# [CONSIGNE 1]
Condensez sous forme de liste le paragraphe du texte sur les élections à Bruxelles qui commence par « Même les administrations s’emmêlent les pinceaux », sans perdre ses faits principaux.
# [CONSIGNE 2]
Reproduisez à l’identique le passage du texte sur les élections à Bruxelles qui commence aux mots « Bruxelles, le Rubik’s » et s’arrête après les mots « avenir en dépend. ».

# [EXTRAIT DU DOCUMENT]
┄┄┄┄┄┄┄┄┄┄┄┄┄┄┄┄┄┄┄┄

Bruxelles, le Rubik’s Cube électoral

La Région bruxelloise pourrait se retrouver avec une palette de coalitions possibles. Reste à trouver celle qui lui permettra de s’imposer lors des prochaines négociations. Son avenir en dépend.

Même les administrations s’emmêlent les pinceaux face à la complexité institutionnelle bruxelloise. A Schaerbeek, les électeurs francophones ont reçu des convocations illégales, aussitôt corrigées par une lettre de la commune. En cause : on leur demandait de procéder à l’élection de 8 membres du Parlement européen (au lieu de 21), 72 membres du parlement bruxellois (au lieu de 89) et 6 membres bruxellois du parlement flamand.  » Bref, on présumait que l’électeur francophone allait d’office voter pour des listes francophones alors qu’il a le choix, explique Caroline Sägesser, du Centre de recherche et d’information socio-politiques (Crisp). Quant à l’élection des six membres du parlement flamand, elle n’est possible que pour ceux qui auront voté pour une liste flamande à la Région. « 

Les Flamands vont donc voter deux fois. Pourquoi ce traitement différencié ?  » Au parlement bruxellois, les Flamands bénéficient d’une représentation garantie de 17 membres, quel que soit le résultat du scrutin, répond Caroline Sägesser. Mais avec ce nombre réduit, difficile de siéger à la fois dans les parlements bruxellois et flamand.  » C’est pourquoi on procède à l’élection de six députés qui siégeront exclusivement au parlement flamand. Du côté francophone, les 72 élus choisiront en leur sein les 19 membres qui siégeront au parlement de la Communauté française. Question : pour qui voter ? Les électeurs ont l’embarras du choix entre 32 listes : 21 francophones et 11 néerlandophones,  » ce qui est nettement plus qu’en 2004 « , note le Crisp. Mais, paradoxe bruxellois, aucune liste bilingue n’est autorisée, raison pour laquelle le parti Pro Bruxsel, un nouveau venu, a dû déposer deux listes… suivies respectivement de (F) et de (N).

┄┄┄┄┄┄┄┄┄┄┄┄┄┄┄┄┄┄┄┄

# [DONNÉES RÉPERTORIÉES]
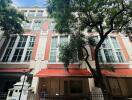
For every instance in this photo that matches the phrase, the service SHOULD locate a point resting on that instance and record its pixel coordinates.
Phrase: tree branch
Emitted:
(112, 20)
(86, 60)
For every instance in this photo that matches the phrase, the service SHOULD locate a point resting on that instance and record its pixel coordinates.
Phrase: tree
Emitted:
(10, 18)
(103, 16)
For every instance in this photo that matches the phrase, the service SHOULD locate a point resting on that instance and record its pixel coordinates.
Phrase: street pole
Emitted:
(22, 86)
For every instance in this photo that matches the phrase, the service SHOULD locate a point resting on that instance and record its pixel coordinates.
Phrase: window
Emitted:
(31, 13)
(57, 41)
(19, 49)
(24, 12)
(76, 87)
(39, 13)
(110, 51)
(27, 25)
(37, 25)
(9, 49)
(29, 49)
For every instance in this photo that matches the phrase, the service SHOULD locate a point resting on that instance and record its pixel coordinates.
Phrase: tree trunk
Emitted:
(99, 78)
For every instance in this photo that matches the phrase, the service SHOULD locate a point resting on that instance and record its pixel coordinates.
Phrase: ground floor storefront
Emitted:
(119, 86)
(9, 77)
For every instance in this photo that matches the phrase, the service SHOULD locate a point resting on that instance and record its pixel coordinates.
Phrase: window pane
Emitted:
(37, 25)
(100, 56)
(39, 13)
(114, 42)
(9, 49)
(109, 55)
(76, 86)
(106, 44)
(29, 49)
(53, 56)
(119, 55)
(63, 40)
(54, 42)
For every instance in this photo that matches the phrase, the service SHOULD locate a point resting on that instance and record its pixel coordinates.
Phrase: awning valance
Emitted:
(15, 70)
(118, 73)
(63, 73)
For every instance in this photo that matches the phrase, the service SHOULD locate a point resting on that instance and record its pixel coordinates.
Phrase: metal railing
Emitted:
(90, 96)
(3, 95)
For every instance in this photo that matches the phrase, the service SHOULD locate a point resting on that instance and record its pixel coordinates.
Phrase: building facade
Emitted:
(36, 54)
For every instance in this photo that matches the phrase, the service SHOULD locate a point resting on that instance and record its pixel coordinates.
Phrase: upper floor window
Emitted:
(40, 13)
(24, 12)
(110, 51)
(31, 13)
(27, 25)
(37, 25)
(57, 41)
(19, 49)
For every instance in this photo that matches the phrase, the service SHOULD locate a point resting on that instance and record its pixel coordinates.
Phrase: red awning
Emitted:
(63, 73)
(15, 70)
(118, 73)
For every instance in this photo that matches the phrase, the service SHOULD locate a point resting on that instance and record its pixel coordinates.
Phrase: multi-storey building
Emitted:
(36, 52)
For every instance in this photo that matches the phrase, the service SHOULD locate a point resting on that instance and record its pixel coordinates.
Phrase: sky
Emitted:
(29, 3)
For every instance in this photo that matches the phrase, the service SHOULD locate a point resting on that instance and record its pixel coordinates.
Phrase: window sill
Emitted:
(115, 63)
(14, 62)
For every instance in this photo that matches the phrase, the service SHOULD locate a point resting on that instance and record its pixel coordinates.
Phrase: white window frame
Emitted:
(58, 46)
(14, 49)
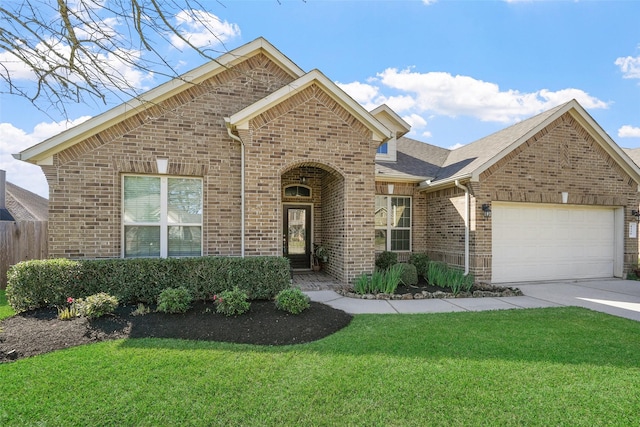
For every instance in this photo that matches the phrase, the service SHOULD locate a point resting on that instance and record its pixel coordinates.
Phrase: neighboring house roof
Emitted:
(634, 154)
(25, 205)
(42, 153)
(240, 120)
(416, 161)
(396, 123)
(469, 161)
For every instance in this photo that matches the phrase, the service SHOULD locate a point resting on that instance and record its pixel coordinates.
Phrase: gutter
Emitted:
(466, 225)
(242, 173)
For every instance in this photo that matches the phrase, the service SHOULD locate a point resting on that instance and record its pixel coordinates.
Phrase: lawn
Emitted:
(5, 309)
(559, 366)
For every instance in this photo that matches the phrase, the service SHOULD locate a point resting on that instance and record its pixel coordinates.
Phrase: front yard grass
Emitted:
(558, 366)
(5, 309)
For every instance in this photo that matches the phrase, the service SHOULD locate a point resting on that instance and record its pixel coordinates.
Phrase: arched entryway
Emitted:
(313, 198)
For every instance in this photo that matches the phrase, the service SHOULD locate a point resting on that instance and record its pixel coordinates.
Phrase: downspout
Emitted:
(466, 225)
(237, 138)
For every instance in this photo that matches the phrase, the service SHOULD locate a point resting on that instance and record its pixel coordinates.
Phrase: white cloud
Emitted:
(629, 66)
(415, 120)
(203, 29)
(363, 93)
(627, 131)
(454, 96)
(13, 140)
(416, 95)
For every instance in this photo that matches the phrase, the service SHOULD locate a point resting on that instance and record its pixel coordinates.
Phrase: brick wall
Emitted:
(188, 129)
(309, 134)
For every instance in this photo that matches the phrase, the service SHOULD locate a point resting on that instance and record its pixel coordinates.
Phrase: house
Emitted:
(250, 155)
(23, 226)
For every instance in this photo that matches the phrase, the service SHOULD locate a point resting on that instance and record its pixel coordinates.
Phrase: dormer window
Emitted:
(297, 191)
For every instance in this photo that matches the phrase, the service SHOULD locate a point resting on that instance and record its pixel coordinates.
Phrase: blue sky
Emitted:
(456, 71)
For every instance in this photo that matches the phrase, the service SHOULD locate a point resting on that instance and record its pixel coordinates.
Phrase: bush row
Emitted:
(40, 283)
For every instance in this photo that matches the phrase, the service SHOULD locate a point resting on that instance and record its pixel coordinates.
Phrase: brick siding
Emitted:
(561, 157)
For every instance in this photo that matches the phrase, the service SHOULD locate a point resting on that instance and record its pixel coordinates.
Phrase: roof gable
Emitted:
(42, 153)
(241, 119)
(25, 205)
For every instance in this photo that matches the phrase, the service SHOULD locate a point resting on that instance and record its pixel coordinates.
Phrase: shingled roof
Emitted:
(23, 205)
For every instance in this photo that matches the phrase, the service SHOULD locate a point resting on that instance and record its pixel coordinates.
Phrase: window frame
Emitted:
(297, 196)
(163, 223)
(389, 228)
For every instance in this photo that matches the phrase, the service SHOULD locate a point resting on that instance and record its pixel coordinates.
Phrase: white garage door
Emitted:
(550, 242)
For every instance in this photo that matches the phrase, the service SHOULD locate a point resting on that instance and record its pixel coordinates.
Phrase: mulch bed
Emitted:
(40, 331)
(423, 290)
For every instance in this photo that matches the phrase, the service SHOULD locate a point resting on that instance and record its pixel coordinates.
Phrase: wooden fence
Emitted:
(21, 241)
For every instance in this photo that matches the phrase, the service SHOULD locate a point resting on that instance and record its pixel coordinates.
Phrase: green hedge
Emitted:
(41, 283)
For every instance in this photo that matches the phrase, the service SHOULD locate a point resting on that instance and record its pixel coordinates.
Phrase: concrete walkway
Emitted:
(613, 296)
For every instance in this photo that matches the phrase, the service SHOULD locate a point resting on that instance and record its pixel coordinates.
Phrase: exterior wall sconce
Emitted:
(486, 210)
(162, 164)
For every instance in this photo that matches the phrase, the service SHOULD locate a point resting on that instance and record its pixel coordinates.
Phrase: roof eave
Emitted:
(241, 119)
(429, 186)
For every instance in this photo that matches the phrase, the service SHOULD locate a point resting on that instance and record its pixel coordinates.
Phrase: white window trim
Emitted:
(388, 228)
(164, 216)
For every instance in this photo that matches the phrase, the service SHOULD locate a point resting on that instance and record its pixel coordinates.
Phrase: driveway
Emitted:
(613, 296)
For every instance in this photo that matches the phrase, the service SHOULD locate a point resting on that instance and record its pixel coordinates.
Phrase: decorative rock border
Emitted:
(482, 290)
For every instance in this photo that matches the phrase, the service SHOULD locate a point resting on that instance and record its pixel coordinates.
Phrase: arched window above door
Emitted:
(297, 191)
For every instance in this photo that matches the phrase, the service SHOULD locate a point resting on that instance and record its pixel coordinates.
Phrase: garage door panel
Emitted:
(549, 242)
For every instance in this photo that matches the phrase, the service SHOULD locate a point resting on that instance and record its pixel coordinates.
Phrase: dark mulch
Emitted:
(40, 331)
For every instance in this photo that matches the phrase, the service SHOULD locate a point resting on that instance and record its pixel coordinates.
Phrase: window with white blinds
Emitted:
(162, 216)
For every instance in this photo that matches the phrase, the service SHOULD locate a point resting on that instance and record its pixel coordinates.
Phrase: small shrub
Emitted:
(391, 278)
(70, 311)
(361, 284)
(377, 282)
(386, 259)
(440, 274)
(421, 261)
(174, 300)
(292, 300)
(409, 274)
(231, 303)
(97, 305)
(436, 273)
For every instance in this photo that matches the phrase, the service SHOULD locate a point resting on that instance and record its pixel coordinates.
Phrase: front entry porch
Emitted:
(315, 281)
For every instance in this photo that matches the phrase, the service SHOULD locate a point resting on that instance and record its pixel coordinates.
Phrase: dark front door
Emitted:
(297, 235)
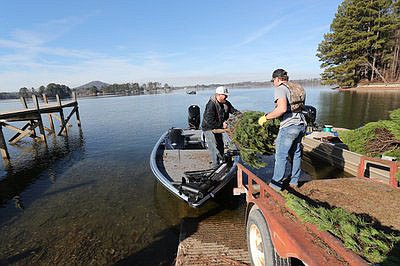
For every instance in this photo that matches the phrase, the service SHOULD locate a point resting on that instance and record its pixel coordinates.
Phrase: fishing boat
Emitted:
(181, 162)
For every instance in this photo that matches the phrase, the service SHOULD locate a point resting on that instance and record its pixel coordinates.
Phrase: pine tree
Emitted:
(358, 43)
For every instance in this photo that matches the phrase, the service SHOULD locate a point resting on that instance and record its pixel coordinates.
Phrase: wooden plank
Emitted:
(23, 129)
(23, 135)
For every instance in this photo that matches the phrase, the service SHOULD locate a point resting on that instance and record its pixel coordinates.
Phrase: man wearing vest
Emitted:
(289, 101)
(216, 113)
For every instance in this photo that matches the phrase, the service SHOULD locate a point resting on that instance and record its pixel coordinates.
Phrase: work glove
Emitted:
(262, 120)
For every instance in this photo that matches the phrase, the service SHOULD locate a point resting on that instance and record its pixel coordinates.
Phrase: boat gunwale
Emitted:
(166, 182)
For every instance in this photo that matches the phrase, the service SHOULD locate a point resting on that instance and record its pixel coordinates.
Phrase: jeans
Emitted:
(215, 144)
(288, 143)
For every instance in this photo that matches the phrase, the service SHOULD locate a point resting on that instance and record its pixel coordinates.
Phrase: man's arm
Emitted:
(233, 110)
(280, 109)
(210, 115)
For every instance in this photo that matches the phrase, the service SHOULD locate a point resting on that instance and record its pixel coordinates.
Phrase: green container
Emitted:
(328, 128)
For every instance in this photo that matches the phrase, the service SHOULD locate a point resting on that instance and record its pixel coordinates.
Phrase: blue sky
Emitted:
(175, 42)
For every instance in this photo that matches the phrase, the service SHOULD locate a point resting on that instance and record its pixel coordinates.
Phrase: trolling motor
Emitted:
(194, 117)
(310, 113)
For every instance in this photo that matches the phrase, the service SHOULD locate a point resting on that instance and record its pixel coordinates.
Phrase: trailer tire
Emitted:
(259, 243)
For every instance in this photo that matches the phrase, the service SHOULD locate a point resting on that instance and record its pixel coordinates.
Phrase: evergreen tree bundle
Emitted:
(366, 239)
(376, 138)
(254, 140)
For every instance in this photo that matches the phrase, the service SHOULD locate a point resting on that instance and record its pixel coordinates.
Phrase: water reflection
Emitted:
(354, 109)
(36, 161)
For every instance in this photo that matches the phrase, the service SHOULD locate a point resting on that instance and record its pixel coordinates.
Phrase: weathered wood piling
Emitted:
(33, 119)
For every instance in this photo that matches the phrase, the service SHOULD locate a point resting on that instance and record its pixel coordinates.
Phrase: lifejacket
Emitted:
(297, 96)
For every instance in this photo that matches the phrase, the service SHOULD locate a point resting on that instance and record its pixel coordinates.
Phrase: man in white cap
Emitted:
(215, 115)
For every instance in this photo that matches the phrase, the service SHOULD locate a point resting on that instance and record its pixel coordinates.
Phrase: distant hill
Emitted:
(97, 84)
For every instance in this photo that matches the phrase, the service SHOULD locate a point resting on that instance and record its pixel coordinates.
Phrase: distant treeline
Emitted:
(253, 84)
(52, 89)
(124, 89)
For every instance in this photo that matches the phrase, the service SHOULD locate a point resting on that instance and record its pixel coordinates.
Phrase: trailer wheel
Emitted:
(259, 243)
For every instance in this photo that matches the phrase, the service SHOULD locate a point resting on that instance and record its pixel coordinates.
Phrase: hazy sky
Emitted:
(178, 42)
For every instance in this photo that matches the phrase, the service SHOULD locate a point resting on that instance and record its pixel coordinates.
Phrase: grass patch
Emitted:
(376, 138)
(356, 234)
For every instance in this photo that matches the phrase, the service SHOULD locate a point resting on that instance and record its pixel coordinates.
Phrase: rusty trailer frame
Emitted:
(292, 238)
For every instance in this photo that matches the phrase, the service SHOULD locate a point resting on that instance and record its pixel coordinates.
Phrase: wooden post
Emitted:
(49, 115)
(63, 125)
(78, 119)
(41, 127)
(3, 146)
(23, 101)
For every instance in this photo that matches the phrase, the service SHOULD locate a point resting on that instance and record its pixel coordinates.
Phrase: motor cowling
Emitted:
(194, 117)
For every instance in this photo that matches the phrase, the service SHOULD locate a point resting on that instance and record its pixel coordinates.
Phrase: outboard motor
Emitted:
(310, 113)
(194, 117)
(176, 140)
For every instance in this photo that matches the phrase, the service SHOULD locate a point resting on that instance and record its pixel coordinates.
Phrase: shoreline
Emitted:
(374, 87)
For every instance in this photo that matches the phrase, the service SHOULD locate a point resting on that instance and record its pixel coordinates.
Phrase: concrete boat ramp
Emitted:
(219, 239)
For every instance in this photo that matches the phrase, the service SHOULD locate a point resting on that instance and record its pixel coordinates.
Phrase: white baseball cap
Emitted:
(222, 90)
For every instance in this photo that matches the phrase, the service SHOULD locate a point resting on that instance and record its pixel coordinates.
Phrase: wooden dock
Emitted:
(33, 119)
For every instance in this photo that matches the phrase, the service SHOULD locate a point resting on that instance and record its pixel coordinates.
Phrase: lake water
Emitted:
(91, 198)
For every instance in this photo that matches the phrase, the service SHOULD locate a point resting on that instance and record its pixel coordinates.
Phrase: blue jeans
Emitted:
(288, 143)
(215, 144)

┄┄┄┄┄┄┄┄┄┄┄┄┄┄┄┄┄┄┄┄

# [RÉSULTAT 1]
- La complexité institutionnelle bruxelloise embrouille même les administrations.
- À Schaerbeek, les électeurs francophones ont reçu des convocations illégales, aussitôt corrigées par une lettre de la commune.
- Ces convocations leur demandaient d’élire 8 membres du Parlement européen au lieu de 21, 72 membres du parlement bruxellois au lieu de 89, ainsi que 6 membres bruxellois du parlement flamand.
- Selon Caroline Sägesser, du Crisp, on présumait que l’électeur francophone voterait d’office pour des listes francophones, alors qu’il a le choix.
- L’élection des six membres du parlement flamand n’est possible que pour ceux qui auront voté pour une liste flamande à la Région.

# [RÉSULTAT 2]
Bruxelles, le Rubik’s Cube électoral

La Région bruxelloise pourrait se retrouver avec une palette de coalitions possibles. Reste à trouver celle qui lui permettra de s’imposer lors des prochaines négociations. Son avenir en dépend.